ACTIVITY | Only lines with the string "horse" are wanted. Pull them out of the data.

────────────────────

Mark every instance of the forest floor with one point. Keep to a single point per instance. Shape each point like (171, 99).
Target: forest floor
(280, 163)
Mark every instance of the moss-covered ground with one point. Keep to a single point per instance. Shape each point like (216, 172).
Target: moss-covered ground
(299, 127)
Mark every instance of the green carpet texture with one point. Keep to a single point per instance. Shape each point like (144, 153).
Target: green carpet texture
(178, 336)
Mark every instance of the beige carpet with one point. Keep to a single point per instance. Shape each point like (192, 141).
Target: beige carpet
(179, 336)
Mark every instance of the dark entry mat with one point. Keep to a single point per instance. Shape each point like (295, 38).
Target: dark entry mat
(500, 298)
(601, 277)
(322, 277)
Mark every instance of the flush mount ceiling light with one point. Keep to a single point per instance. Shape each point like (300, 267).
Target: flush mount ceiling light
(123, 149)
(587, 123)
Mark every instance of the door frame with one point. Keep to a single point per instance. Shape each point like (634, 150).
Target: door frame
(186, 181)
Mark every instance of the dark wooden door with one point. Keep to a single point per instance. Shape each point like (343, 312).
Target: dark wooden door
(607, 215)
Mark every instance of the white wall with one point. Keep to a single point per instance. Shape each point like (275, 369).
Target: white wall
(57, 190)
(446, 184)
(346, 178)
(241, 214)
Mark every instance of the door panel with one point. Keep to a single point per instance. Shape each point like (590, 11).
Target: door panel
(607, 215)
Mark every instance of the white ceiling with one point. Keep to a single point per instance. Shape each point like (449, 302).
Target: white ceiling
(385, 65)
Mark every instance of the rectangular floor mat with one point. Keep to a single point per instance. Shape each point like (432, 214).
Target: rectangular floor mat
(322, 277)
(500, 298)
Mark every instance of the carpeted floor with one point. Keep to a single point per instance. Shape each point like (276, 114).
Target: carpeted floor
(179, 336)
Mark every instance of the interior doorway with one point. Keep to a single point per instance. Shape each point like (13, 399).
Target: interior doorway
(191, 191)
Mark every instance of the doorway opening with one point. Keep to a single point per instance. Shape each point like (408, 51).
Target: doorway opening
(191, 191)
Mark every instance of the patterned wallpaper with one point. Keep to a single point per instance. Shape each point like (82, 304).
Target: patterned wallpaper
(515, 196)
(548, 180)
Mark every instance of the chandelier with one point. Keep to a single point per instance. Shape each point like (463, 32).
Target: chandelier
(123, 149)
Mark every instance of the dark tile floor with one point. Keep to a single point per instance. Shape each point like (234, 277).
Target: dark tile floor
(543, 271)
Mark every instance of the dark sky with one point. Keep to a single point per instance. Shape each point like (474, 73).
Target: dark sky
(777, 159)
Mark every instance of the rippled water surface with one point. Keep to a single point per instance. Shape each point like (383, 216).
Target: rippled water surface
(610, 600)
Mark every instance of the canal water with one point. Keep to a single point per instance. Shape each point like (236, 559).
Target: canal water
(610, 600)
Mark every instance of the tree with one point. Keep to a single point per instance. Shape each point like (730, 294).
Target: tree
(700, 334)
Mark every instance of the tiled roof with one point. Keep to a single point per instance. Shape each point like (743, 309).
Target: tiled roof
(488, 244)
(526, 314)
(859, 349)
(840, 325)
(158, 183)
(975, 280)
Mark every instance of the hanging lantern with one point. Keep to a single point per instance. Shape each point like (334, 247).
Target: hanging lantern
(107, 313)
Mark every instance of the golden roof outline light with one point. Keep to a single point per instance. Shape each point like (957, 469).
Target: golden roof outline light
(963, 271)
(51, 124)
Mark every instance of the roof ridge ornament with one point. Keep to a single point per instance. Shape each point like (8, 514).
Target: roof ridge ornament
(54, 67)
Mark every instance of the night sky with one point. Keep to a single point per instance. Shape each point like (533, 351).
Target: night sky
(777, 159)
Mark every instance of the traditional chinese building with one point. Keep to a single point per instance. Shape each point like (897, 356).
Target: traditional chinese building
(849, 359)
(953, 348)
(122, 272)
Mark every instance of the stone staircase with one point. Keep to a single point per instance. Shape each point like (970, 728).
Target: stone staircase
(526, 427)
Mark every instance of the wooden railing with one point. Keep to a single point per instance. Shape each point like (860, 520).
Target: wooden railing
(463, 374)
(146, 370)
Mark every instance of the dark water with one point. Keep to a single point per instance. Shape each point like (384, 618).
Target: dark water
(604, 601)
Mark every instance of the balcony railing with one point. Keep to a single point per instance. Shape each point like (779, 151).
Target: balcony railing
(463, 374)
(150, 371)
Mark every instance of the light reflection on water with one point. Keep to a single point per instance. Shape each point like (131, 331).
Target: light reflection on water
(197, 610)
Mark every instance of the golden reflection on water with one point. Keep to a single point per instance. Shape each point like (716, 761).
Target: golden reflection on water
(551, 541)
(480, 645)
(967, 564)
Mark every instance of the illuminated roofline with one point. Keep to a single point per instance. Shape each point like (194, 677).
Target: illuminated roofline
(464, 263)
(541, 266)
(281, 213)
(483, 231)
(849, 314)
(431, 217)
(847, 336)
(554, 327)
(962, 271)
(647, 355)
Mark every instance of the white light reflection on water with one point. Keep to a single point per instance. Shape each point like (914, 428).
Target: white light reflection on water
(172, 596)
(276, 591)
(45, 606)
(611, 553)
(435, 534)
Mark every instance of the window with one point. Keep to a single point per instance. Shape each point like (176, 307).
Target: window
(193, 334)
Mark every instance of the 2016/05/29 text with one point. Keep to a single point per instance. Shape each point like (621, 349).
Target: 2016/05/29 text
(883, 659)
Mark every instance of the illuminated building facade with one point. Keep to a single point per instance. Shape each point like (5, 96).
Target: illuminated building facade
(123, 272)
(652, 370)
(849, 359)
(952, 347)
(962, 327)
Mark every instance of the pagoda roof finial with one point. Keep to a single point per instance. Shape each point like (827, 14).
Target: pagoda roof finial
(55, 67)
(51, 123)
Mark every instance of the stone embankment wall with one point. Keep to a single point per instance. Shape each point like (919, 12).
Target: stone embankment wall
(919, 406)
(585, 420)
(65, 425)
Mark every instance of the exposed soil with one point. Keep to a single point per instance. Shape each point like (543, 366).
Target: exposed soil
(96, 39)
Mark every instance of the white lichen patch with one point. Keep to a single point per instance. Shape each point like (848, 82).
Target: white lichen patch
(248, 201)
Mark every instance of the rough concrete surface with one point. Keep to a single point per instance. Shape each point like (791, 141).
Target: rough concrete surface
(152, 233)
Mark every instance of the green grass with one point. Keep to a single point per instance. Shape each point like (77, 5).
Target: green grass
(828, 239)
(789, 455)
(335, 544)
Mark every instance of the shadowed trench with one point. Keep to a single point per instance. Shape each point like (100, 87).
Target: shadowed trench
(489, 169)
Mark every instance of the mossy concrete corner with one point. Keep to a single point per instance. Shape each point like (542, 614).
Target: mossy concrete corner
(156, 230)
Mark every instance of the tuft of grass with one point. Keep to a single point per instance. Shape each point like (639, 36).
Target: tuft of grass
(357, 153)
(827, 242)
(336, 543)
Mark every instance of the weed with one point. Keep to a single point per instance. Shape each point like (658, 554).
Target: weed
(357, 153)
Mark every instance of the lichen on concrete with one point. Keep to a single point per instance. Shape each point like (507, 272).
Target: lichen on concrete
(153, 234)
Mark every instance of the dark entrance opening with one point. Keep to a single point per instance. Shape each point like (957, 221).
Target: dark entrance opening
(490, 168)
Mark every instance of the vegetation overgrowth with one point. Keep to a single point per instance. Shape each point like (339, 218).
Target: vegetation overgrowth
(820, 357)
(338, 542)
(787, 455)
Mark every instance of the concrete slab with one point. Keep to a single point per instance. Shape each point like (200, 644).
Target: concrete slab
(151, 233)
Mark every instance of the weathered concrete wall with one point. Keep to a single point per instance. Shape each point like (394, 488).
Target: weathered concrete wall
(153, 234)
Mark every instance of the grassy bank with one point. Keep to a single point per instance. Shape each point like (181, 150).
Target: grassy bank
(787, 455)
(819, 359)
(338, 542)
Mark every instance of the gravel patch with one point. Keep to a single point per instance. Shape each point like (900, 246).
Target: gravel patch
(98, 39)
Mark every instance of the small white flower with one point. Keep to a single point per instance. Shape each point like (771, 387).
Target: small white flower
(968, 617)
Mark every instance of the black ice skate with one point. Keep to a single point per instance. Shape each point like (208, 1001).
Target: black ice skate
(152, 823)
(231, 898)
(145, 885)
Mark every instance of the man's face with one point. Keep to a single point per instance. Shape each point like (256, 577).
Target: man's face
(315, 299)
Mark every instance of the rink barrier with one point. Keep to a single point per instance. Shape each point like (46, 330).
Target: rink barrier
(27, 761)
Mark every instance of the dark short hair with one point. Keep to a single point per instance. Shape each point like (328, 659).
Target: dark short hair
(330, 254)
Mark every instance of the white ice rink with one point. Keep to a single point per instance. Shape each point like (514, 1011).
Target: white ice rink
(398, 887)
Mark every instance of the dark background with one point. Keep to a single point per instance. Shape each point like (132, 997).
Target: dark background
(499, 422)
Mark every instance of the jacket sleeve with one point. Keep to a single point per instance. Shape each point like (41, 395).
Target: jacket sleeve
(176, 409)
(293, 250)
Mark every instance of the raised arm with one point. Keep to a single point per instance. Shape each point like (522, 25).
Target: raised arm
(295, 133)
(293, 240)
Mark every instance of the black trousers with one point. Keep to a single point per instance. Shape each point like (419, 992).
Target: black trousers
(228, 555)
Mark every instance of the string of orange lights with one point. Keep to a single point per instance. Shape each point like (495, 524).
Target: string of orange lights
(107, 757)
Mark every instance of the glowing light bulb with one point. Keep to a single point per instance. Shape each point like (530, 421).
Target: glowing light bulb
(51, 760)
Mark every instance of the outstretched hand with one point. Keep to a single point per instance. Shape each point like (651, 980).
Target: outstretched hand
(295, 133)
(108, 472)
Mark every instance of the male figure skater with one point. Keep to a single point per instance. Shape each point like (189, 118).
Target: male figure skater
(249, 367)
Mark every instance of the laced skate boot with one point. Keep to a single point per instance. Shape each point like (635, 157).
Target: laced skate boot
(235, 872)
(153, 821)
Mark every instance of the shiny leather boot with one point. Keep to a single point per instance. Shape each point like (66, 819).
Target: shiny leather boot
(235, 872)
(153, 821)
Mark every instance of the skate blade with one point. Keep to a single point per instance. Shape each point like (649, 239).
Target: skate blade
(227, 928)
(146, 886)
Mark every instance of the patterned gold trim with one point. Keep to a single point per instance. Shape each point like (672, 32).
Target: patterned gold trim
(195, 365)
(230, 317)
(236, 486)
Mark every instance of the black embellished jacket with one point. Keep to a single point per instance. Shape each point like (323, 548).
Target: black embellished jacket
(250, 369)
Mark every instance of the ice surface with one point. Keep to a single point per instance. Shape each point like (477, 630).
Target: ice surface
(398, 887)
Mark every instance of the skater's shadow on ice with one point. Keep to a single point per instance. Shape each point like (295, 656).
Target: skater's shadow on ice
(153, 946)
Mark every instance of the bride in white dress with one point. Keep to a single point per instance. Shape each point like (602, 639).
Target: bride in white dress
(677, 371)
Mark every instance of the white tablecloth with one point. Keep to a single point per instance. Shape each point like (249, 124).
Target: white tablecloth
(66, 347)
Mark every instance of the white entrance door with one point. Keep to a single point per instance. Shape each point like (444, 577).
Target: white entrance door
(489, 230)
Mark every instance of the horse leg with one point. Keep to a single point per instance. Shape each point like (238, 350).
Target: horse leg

────────────────────

SOLVED PROBLEM |
Mark every instance of the horse leg with one point. Keep to a single point per instance. Shape each point like (238, 350).
Target: horse leg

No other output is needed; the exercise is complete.